Records supplied below:

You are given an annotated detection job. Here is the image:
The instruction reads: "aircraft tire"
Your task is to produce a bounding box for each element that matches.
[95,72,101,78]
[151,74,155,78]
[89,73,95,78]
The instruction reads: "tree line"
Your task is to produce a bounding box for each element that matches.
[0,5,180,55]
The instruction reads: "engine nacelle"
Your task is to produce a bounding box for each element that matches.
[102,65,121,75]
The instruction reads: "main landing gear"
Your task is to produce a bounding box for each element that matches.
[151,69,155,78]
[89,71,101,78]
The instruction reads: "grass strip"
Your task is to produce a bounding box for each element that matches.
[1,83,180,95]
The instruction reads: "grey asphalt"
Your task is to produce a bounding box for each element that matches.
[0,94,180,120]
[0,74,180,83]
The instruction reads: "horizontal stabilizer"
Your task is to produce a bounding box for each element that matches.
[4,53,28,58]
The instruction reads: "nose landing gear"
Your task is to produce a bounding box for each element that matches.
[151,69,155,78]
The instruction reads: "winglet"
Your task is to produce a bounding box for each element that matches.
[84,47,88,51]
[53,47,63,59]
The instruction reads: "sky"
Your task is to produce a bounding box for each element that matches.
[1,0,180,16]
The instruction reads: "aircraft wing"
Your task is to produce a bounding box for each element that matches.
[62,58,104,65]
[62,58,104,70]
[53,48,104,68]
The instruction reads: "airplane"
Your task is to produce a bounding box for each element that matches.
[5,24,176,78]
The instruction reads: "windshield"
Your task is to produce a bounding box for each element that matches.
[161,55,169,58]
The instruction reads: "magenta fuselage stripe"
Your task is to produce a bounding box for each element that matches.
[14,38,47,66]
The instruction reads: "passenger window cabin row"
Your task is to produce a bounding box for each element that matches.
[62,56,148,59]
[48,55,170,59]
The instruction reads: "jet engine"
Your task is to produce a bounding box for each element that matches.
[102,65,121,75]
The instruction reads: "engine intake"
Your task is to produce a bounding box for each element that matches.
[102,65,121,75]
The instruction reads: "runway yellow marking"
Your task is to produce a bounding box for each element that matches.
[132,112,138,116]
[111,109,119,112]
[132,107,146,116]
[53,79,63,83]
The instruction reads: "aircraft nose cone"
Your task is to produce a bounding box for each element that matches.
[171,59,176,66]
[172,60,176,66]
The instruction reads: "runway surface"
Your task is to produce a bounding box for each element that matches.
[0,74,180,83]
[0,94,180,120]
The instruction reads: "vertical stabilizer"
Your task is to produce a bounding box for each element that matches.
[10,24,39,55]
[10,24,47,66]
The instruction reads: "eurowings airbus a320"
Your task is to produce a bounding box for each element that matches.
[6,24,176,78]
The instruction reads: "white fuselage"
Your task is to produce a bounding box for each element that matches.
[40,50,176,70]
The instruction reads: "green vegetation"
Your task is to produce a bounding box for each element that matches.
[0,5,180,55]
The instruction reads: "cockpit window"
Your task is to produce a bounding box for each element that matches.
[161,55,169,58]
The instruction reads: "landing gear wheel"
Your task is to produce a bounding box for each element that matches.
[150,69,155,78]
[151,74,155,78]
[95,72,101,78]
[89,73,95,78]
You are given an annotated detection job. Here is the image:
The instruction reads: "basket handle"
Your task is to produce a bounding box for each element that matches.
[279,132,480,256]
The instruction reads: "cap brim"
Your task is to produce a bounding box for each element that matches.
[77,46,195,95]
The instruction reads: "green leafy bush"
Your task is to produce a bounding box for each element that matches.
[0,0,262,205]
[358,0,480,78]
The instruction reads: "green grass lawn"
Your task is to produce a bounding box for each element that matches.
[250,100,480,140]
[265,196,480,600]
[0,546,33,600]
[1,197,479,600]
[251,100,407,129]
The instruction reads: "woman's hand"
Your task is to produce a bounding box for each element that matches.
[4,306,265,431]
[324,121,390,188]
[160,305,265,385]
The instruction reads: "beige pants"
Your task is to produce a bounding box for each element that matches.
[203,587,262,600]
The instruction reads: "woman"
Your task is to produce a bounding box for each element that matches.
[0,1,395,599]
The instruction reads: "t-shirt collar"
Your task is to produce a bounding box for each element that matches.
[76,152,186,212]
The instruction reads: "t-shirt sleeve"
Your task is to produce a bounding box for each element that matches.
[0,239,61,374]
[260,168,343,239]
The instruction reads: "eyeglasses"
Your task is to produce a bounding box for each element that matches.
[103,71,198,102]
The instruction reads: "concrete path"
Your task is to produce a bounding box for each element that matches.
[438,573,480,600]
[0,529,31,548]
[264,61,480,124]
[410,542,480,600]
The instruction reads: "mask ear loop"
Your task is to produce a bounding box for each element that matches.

End of Records supplied.

Work item ▸
Pull out each line of the listing that holds the string "woman".

Solution to this problem ▸
The instruction reads: "woman's hand"
The instruction reads: "woman"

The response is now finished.